TASK REQUIREMENTS>
Set down all of the records exactly.

DATA EXTRACT>
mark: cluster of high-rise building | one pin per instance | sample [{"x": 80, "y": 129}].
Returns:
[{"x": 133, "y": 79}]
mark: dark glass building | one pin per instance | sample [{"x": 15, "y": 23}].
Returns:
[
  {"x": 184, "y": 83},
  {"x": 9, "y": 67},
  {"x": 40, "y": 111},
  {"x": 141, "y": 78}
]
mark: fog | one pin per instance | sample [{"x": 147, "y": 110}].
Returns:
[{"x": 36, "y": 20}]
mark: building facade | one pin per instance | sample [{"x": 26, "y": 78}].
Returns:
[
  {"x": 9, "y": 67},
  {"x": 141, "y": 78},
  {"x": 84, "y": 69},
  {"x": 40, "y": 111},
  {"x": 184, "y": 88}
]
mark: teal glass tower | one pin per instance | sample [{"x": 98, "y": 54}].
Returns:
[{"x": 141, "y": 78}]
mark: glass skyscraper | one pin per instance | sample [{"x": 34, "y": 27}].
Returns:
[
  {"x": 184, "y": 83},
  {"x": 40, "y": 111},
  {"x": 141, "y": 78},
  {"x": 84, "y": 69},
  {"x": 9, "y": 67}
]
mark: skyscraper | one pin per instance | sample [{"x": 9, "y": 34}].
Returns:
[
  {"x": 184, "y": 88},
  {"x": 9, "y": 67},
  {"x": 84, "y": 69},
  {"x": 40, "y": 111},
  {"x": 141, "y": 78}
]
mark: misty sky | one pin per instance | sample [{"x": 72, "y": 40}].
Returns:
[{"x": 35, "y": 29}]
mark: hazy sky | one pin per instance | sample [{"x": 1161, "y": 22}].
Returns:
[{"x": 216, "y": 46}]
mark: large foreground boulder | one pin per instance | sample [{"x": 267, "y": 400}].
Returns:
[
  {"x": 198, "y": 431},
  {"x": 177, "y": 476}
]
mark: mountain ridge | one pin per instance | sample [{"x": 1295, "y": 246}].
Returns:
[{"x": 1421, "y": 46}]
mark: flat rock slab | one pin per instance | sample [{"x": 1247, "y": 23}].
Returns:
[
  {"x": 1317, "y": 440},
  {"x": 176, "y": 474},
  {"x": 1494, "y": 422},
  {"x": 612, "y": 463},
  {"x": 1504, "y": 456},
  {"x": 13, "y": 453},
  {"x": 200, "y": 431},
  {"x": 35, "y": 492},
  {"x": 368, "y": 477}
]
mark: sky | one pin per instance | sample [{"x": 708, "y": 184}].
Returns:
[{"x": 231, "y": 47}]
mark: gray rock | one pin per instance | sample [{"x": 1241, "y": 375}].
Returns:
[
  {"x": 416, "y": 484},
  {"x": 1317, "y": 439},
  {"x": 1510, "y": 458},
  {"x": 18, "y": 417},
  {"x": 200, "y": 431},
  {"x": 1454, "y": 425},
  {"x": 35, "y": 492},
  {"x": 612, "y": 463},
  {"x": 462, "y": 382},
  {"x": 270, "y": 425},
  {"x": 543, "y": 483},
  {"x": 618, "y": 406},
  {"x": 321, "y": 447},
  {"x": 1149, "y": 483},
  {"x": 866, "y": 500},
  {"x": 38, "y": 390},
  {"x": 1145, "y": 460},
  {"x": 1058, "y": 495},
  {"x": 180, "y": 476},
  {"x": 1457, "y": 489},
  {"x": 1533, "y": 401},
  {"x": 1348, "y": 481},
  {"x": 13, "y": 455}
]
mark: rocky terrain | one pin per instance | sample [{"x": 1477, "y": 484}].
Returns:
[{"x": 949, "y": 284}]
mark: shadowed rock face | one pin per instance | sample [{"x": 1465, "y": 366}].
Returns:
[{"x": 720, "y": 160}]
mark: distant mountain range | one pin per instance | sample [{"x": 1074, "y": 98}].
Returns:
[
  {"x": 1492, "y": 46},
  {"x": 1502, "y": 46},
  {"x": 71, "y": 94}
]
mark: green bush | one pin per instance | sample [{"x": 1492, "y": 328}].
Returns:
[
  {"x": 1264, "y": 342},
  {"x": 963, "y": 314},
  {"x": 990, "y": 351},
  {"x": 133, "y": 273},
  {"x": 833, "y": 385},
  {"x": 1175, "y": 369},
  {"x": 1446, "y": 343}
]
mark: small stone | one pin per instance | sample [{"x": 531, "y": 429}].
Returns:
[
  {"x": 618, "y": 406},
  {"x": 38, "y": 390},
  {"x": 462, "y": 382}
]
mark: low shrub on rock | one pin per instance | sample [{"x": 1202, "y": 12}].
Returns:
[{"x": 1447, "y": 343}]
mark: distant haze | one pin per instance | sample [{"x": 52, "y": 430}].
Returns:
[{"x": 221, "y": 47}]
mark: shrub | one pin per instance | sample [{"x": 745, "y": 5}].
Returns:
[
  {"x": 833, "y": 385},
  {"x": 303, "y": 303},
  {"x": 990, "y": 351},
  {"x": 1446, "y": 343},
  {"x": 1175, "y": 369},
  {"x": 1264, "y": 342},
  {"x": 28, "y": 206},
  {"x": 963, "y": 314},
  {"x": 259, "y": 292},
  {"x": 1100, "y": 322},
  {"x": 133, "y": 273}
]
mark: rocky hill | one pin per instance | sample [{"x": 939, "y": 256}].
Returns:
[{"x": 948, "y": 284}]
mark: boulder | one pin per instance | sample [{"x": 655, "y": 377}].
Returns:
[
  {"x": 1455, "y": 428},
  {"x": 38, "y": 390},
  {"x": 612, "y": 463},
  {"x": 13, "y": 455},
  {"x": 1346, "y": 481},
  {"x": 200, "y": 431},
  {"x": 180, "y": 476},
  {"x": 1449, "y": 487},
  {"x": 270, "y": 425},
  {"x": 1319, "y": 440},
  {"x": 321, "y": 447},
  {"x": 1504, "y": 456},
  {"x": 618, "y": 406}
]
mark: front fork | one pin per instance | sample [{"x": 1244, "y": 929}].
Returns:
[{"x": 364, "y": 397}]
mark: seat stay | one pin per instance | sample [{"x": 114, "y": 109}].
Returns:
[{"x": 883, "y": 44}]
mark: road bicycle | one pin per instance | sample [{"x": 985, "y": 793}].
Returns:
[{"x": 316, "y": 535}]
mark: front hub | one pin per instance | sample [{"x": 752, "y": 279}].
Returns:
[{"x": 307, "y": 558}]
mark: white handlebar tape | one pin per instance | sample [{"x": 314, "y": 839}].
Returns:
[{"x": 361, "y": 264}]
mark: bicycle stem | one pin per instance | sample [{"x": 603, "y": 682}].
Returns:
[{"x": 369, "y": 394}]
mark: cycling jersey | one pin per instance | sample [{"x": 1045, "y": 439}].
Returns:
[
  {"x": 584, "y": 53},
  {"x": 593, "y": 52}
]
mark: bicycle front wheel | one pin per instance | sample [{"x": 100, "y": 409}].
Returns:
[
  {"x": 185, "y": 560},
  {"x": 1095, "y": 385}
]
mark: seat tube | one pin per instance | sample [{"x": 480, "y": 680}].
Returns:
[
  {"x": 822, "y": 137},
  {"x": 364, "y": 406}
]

ANSWER SPACE>
mark: cluster of high-rise building | one pin per instance | sample [{"x": 80, "y": 129}].
Returns:
[{"x": 133, "y": 79}]
mark: dark glass building | one pin per instance | sample [{"x": 15, "y": 23}].
Returns:
[
  {"x": 184, "y": 83},
  {"x": 9, "y": 67},
  {"x": 40, "y": 111},
  {"x": 141, "y": 78}
]
mark: fog | one pin per instance | sample [{"x": 147, "y": 110}].
Returns:
[{"x": 36, "y": 20}]
mark: building facade | one pin per instance | sample [{"x": 26, "y": 78}].
Returns:
[
  {"x": 9, "y": 67},
  {"x": 141, "y": 78},
  {"x": 84, "y": 69},
  {"x": 40, "y": 111},
  {"x": 184, "y": 88}
]
mark: teal glass tower | one pin per instance | sample [{"x": 98, "y": 54}].
Returns:
[{"x": 141, "y": 78}]
mark: glass skyscraper | one pin per instance | sample [{"x": 34, "y": 27}].
Returns:
[
  {"x": 184, "y": 83},
  {"x": 40, "y": 111},
  {"x": 141, "y": 78},
  {"x": 84, "y": 69},
  {"x": 9, "y": 67}
]
mark: skyscraper | one pin per instance | sample [{"x": 9, "y": 34}].
Returns:
[
  {"x": 184, "y": 88},
  {"x": 9, "y": 67},
  {"x": 84, "y": 69},
  {"x": 40, "y": 111},
  {"x": 141, "y": 78}
]
mark: misty sky | one pin per instance | sample [{"x": 72, "y": 40}].
Returns:
[{"x": 35, "y": 29}]
mark: hazy sky | one pin per instance | sample [{"x": 1161, "y": 22}].
Returns:
[{"x": 216, "y": 46}]
mark: large foreground boulder | one pin per instance | sample [{"x": 267, "y": 400}].
Returns:
[
  {"x": 198, "y": 431},
  {"x": 177, "y": 476}
]
mark: mountain ridge | one pin per instance | sample [{"x": 1295, "y": 246}].
Returns:
[{"x": 1421, "y": 46}]
mark: flat rock slab | one pin per instance | sample [{"x": 1247, "y": 23}].
Returns:
[
  {"x": 1317, "y": 440},
  {"x": 176, "y": 474},
  {"x": 1494, "y": 422},
  {"x": 612, "y": 463},
  {"x": 1504, "y": 456},
  {"x": 13, "y": 453},
  {"x": 200, "y": 431},
  {"x": 35, "y": 492},
  {"x": 368, "y": 477}
]
mark: sky | one pin per instance | sample [{"x": 708, "y": 184}].
Returns:
[{"x": 231, "y": 47}]
mark: gray rock | one pin per instance | sample [{"x": 1241, "y": 375}].
Returns:
[
  {"x": 416, "y": 484},
  {"x": 1317, "y": 439},
  {"x": 1510, "y": 458},
  {"x": 18, "y": 417},
  {"x": 200, "y": 431},
  {"x": 1454, "y": 425},
  {"x": 35, "y": 492},
  {"x": 612, "y": 463},
  {"x": 462, "y": 382},
  {"x": 270, "y": 425},
  {"x": 543, "y": 483},
  {"x": 618, "y": 406},
  {"x": 321, "y": 447},
  {"x": 1149, "y": 483},
  {"x": 866, "y": 500},
  {"x": 38, "y": 390},
  {"x": 1145, "y": 460},
  {"x": 1058, "y": 495},
  {"x": 180, "y": 476},
  {"x": 1457, "y": 489},
  {"x": 1533, "y": 401},
  {"x": 1348, "y": 481},
  {"x": 13, "y": 455}
]
mark: rocky terrain | one pin per instance | sample [{"x": 1477, "y": 484}].
Returns:
[{"x": 949, "y": 284}]
mark: shadowed rock face | one pin per instance | sample [{"x": 1465, "y": 366}].
Returns:
[{"x": 720, "y": 160}]
mark: distant mountain range | one pin per instance | sample [{"x": 1074, "y": 98}].
Returns:
[
  {"x": 1492, "y": 46},
  {"x": 1502, "y": 46},
  {"x": 71, "y": 94}
]
mark: green bush | one pin per instance | sample [{"x": 1492, "y": 328}].
Returns:
[
  {"x": 1264, "y": 342},
  {"x": 963, "y": 314},
  {"x": 990, "y": 351},
  {"x": 133, "y": 273},
  {"x": 833, "y": 385},
  {"x": 1175, "y": 369},
  {"x": 1446, "y": 343}
]
mark: small stone | one pin per instance | sample [{"x": 531, "y": 429}].
Returns:
[
  {"x": 618, "y": 406},
  {"x": 38, "y": 390},
  {"x": 462, "y": 382}
]
mark: low shrub on rock | one pin per instance | sample [{"x": 1202, "y": 12}].
Returns:
[{"x": 1447, "y": 343}]
mark: distant haze | one pin per instance | sample [{"x": 52, "y": 430}].
Returns:
[{"x": 221, "y": 47}]
mark: shrub | one pin per instance | sample [{"x": 745, "y": 5}].
Returns:
[
  {"x": 833, "y": 385},
  {"x": 303, "y": 303},
  {"x": 990, "y": 351},
  {"x": 1446, "y": 343},
  {"x": 1175, "y": 369},
  {"x": 1264, "y": 342},
  {"x": 28, "y": 206},
  {"x": 963, "y": 314},
  {"x": 259, "y": 292},
  {"x": 1100, "y": 322},
  {"x": 133, "y": 273}
]
mark: rocky hill | one pin per instance | sample [{"x": 939, "y": 256}].
Returns:
[{"x": 948, "y": 284}]
mark: boulder | one pin per instance | sample [{"x": 655, "y": 377}].
Returns:
[
  {"x": 1455, "y": 428},
  {"x": 38, "y": 390},
  {"x": 612, "y": 463},
  {"x": 13, "y": 455},
  {"x": 1346, "y": 481},
  {"x": 200, "y": 431},
  {"x": 180, "y": 476},
  {"x": 1449, "y": 487},
  {"x": 270, "y": 425},
  {"x": 1319, "y": 440},
  {"x": 321, "y": 447},
  {"x": 1504, "y": 456},
  {"x": 618, "y": 406}
]
mark: front fork | one pin per instance | sample [{"x": 1244, "y": 929}].
Returns:
[{"x": 364, "y": 397}]
mark: seat stay | one pin per instance | sample [{"x": 114, "y": 109}].
Returns:
[{"x": 883, "y": 44}]
mark: road bicycle | one pin per instance | sample [{"x": 985, "y": 793}].
Returns:
[{"x": 316, "y": 535}]
mark: front hub | one pin per instance | sample [{"x": 752, "y": 279}].
Returns:
[{"x": 307, "y": 558}]
mark: white handlebar tape | one pin per instance | sample [{"x": 314, "y": 839}].
Returns:
[{"x": 361, "y": 264}]
mark: bicycle stem | one pin per instance | sample [{"x": 603, "y": 682}].
Returns:
[{"x": 369, "y": 394}]
mark: cycling jersey | one pin per instance | sample [{"x": 1045, "y": 439}].
Returns:
[
  {"x": 584, "y": 53},
  {"x": 593, "y": 52}
]
mark: bicycle front wheel | one pin per instance | sample [{"x": 100, "y": 409}].
Returns:
[
  {"x": 185, "y": 560},
  {"x": 1095, "y": 385}
]
mark: seat tube | one pin per instance | sample [{"x": 480, "y": 680}].
Returns:
[
  {"x": 822, "y": 137},
  {"x": 364, "y": 406}
]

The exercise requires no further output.